START Task inputs
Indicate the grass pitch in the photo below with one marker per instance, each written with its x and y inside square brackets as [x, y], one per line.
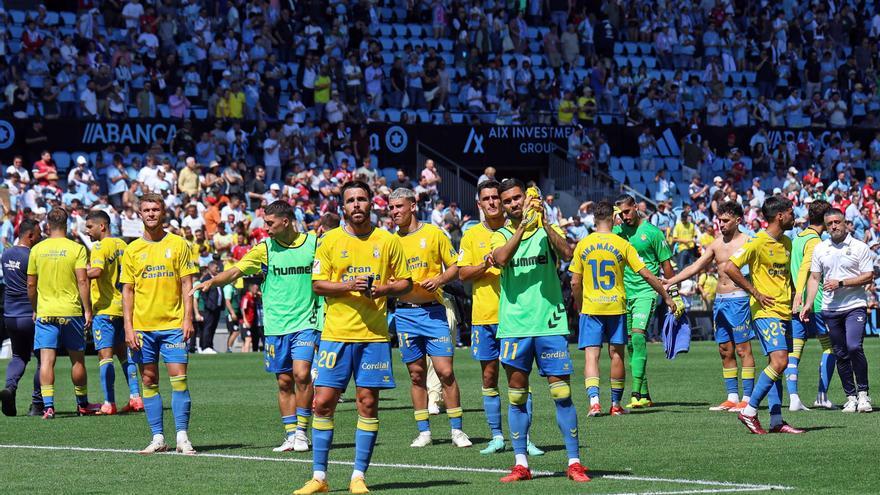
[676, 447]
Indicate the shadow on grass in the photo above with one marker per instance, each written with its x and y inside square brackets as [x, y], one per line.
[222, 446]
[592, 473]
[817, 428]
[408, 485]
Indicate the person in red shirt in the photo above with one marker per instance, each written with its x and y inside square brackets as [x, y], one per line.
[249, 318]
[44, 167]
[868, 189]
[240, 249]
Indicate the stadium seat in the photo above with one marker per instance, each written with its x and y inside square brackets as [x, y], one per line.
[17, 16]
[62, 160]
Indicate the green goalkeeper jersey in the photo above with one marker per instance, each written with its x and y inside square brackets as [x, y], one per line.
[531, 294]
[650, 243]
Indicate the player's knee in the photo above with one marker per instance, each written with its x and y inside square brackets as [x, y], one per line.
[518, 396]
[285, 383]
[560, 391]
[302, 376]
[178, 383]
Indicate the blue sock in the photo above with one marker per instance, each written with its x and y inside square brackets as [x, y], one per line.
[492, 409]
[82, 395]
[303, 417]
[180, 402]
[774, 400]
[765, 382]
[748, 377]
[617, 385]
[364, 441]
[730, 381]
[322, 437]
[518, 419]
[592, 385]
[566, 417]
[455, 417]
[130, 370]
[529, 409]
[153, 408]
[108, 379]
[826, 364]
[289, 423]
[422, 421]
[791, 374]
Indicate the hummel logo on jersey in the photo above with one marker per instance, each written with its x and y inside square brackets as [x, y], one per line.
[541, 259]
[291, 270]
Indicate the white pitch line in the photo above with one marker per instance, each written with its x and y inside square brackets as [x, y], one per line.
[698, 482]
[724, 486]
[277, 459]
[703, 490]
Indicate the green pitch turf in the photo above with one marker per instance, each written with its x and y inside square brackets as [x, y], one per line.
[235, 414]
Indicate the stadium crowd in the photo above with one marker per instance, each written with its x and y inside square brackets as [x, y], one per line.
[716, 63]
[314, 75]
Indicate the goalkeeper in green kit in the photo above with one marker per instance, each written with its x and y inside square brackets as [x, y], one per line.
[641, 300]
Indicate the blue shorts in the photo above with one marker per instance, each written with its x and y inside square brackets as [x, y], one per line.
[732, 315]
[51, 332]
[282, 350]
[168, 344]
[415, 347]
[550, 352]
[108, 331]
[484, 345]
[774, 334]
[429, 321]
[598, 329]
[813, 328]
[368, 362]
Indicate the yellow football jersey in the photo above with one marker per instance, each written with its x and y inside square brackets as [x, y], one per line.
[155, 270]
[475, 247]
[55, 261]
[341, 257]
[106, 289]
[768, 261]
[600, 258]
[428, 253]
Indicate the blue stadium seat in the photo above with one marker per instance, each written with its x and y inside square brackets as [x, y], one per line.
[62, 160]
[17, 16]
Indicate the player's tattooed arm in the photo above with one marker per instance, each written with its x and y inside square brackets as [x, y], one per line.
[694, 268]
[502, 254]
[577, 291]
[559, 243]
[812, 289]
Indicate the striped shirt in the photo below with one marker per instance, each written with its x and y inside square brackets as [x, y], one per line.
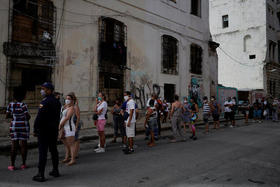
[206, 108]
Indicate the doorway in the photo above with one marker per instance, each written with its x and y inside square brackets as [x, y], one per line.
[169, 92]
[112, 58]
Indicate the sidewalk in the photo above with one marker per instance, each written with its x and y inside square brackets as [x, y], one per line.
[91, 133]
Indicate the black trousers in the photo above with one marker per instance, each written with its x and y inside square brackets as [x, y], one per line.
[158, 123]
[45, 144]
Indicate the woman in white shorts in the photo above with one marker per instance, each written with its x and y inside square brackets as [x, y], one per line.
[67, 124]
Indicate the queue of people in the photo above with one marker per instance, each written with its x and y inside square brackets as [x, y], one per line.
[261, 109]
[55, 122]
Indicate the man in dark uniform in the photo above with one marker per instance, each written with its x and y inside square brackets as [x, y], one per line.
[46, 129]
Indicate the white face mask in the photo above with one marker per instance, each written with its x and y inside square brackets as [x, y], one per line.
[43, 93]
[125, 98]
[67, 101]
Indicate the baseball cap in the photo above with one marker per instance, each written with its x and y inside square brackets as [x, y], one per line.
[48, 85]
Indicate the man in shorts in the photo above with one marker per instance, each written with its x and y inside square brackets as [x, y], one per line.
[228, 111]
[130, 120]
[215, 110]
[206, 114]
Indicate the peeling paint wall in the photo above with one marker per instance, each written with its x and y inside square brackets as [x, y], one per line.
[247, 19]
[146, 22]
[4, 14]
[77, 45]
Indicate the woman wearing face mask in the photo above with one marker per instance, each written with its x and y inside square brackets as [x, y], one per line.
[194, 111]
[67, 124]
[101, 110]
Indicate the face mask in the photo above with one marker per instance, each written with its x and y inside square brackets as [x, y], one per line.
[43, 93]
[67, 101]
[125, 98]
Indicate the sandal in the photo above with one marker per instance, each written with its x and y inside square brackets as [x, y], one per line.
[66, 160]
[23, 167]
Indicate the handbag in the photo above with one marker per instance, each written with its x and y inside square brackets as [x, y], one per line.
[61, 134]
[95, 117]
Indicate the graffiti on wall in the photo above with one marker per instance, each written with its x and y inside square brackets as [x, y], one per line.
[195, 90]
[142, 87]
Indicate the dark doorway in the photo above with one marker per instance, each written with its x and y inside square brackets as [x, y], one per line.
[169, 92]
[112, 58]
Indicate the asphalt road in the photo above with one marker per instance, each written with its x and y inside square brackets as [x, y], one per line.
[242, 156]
END Task inputs
Task details: Rewrite all of the material above as a numbered list, skipping blank lines. Leave the pictures out.

Full solution:
1. Indicate the grass pitch in the photo below with one marker per instance, each written with its x and y inside square brackets as [x, y], one per line.
2. [676, 447]
3. Indicate the shadow on grass in the photo above with one marker per instance, each written with its x and y inside square brackets as [x, y], one per line.
4. [222, 446]
5. [592, 473]
6. [817, 428]
7. [408, 485]
8. Indicate the person in red shirt in the photo above with one marker per instance, each written with its x and y inside square brackets as [x, y], one per line.
9. [249, 318]
10. [44, 167]
11. [868, 189]
12. [240, 249]
13. Indicate the stadium seat in the photo above with one marker per instance, each written with its x and y inside square brackets as [x, y], one per line.
14. [17, 16]
15. [62, 160]
16. Indicate the green goalkeeper jersey in the photo above with one marker per instance, each written with its x and y inside square brackets as [x, y], one per line.
17. [531, 294]
18. [650, 243]
19. Indicate the player's knee in the photo above with one marker per instance, each written with its x and y inside square brackets as [x, y], one per line.
20. [518, 396]
21. [285, 383]
22. [560, 391]
23. [302, 376]
24. [178, 383]
25. Indicate the blue sock in the photo above with one marker per instance, each written with its x and y inside square brackets as [x, y], one per line.
26. [492, 409]
27. [82, 395]
28. [303, 417]
29. [180, 402]
30. [774, 400]
31. [765, 382]
32. [748, 377]
33. [617, 385]
34. [364, 441]
35. [730, 381]
36. [322, 437]
37. [518, 419]
38. [592, 385]
39. [566, 417]
40. [455, 417]
41. [130, 370]
42. [529, 409]
43. [153, 408]
44. [108, 379]
45. [826, 364]
46. [289, 423]
47. [422, 421]
48. [791, 374]
49. Indicate the hummel logo on jersey in the photo above with one marker per instance, each written with its x and y inside square brackets as [x, y], one per line.
50. [541, 259]
51. [291, 270]
52. Indicate the white pitch line in the photo above with one marker per instance, each written with its x and y inside square brackets as [x, y], one per line.
53. [698, 482]
54. [724, 486]
55. [277, 459]
56. [703, 490]
57. Indicate the green pitch turf in the photo above with one marker per instance, each written with its x and y inside square brackets as [x, y], one per line.
58. [235, 414]
59. Indicate the stadium crowd in the photo above with one marker per instance, each written with its x and y inside square brackets as [x, y], one per line.
60. [716, 63]
61. [314, 75]
62. Indicate the goalkeeper in green kit in the photo above with one marker per instance, each written with its x and y inside square brackets as [x, y], one per line.
63. [641, 300]
64. Indicate the blue shorts in the photo above with one marker per instance, each written with its x and y inside square brackets as [x, y], one per line.
65. [732, 315]
66. [51, 332]
67. [282, 350]
68. [168, 344]
69. [415, 347]
70. [550, 352]
71. [108, 331]
72. [484, 345]
73. [774, 334]
74. [429, 321]
75. [598, 329]
76. [813, 328]
77. [368, 362]
78. Indicate the yellow football jersey in the photo above with one marker per instance, each written with its x and y inside square brackets as [x, y], one per line.
79. [155, 270]
80. [475, 247]
81. [55, 261]
82. [341, 257]
83. [106, 289]
84. [768, 261]
85. [600, 258]
86. [428, 253]
87. Indicate the blue stadium seat in the photo above with one marker per instance, each written with its x and y inside square brackets as [x, y], one per line.
88. [62, 160]
89. [17, 16]
90. Indicate the player's tattooed arm in the photo above with one marker per instance, each written with its x and y inside square brackets as [x, y], one per line.
91. [694, 268]
92. [502, 254]
93. [577, 291]
94. [559, 243]
95. [812, 289]
96. Indicate the striped shirt in the photo below with one marker per instance, each written with its x and y inside square brackets as [x, y], one per line.
97. [206, 108]
98. Indicate the doorway in the photo above with one marker per instance, each written with its x and y inside square brackets as [x, y], one per line.
99. [169, 92]
100. [112, 58]
101. Indicate the sidewalk in the photo above with one marker per instance, each written with its x and y inside square brackets as [x, y], one per line.
102. [91, 133]
103. Indicate the black trousers in the photo above with one marker per instance, each written with its x and y inside square brackets as [x, y], one per line.
104. [158, 123]
105. [45, 144]
106. Indicate the woman in white shorts in the photo above with one marker per instance, each written with its x and y inside square brackets as [x, y], one per line.
107. [67, 124]
108. Indicate the queue of people in the photo above with one marker per instance, each written with its x and y inside square brackets as [x, y], one per line.
109. [261, 109]
110. [55, 122]
111. Indicate the man in dark uniform in the photo above with one marker per instance, each written with its x and y inside square brackets as [x, y], one per line.
112. [46, 129]
113. Indicate the white face mask in the photo above with one marker per instance, each written with its x and y inside square brackets as [x, y], one per line.
114. [43, 93]
115. [125, 98]
116. [67, 101]
117. Indicate the baseball cap in the photo above with one marker per instance, each written with its x and y inside square brackets as [x, y], one per line.
118. [48, 85]
119. Indicate the man in shorts in the photo above with one marker per instance, each written with its x and y inside square brackets as [x, y], one per line.
120. [228, 111]
121. [130, 120]
122. [215, 110]
123. [206, 114]
124. Indicate the peeling paint wall in the photo above with one marker per instance, each written with its x and y inside square brackets as [x, y], one per line.
125. [247, 19]
126. [146, 22]
127. [4, 14]
128. [77, 45]
129. Indicate the woman wearing face mask in the photo above with one marker per instance, each written with its x and y inside square brackets as [x, y], one per line.
130. [194, 111]
131. [67, 124]
132. [101, 110]
133. Indicate the face mask in the photo above with one marker per instance, each written with its x and y inside square brackets as [x, y], one per line.
134. [43, 93]
135. [67, 101]
136. [125, 98]
137. Indicate the sandal in the photo above with one marker per instance, each written with its x and y inside square brackets as [x, y], one per line.
138. [66, 160]
139. [23, 167]
140. Indicate the handbag in the photo above with one marker per instance, each written with its x and y inside square brackets as [x, y], one per line.
141. [61, 134]
142. [95, 117]
143. Indicate the graffiti on wall in the photo above with one marker per instance, each written with its x and y inside square brackets as [x, y], one per line.
144. [195, 90]
145. [142, 87]
146. Indicate the dark doorway in the photo above with one marker per instance, each written with its x and y inside square brackets as [x, y], one per line.
147. [169, 92]
148. [112, 58]
149. Indicate the asphalt road in the photo above with one marker per instance, each written with its x and y inside square brackets as [x, y], one per line.
150. [242, 156]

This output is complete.